## WHAT YOU WILL DO
Everything from the first line of the material below through the line containing "positive clicks: (86, 156)" is to be printed exactly, and nothing more.

---------------

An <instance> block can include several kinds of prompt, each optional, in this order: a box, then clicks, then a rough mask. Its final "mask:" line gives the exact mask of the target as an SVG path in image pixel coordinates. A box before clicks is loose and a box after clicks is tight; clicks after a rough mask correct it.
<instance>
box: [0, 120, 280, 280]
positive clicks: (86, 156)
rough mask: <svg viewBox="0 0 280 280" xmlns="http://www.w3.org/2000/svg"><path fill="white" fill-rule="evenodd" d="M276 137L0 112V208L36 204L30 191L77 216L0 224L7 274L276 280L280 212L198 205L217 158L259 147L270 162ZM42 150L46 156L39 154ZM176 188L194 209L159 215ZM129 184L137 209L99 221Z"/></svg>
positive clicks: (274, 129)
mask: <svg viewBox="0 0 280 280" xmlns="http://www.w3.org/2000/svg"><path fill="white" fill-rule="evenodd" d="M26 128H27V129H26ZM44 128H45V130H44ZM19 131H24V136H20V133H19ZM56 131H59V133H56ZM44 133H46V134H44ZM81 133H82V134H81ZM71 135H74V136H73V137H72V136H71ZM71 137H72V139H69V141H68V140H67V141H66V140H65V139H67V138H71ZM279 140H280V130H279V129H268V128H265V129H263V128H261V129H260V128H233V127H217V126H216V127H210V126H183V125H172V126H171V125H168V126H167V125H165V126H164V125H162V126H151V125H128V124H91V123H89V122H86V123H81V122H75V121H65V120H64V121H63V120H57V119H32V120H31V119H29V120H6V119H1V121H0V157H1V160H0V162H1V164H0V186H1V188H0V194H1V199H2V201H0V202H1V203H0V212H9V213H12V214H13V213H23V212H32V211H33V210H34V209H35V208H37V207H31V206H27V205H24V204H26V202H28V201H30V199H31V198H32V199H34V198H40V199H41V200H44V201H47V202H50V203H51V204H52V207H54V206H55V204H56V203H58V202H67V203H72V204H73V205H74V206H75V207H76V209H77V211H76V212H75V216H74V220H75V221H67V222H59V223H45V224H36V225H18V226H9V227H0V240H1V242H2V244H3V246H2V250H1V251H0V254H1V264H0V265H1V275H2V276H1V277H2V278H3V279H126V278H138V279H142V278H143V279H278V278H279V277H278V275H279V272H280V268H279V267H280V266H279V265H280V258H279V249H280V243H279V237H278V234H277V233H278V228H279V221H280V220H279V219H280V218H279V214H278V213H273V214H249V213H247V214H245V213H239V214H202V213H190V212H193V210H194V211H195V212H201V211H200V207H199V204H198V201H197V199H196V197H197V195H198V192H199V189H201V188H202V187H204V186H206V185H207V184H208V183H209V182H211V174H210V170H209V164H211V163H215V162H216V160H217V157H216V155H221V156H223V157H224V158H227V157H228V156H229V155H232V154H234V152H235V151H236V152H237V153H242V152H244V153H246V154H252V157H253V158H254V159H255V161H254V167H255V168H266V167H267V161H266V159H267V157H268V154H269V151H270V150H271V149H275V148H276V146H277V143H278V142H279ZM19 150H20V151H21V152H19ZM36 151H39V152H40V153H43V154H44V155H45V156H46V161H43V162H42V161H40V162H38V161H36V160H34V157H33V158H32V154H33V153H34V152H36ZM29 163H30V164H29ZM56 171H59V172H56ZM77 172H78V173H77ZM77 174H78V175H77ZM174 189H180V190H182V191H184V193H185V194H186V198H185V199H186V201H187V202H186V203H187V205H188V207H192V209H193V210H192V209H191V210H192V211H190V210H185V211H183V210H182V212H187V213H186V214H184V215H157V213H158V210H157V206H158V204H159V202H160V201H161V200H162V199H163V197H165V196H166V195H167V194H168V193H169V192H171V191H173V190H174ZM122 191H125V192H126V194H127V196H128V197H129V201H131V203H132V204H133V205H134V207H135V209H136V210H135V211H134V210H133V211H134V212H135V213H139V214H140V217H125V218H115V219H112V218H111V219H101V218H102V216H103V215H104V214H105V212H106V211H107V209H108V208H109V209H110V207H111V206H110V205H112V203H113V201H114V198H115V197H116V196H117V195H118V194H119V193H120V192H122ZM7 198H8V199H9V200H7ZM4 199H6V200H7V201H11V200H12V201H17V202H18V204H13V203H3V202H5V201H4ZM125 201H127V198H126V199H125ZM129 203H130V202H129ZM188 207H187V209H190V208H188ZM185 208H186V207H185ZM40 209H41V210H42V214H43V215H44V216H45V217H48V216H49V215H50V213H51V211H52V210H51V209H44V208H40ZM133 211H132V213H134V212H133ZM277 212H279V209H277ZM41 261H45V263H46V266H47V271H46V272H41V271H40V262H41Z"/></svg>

---------------

## ANSWER TO THIS PROBLEM
An <instance> block can include several kinds of prompt, each optional, in this order: a box, then clicks, then a rough mask. Its final "mask:" line gives the exact mask of the target as an SVG path in image pixel coordinates. A box before clicks is loose and a box after clicks is tight; clicks after a rough mask correct it.
<instance>
box: [0, 120, 280, 280]
positive clicks: (86, 156)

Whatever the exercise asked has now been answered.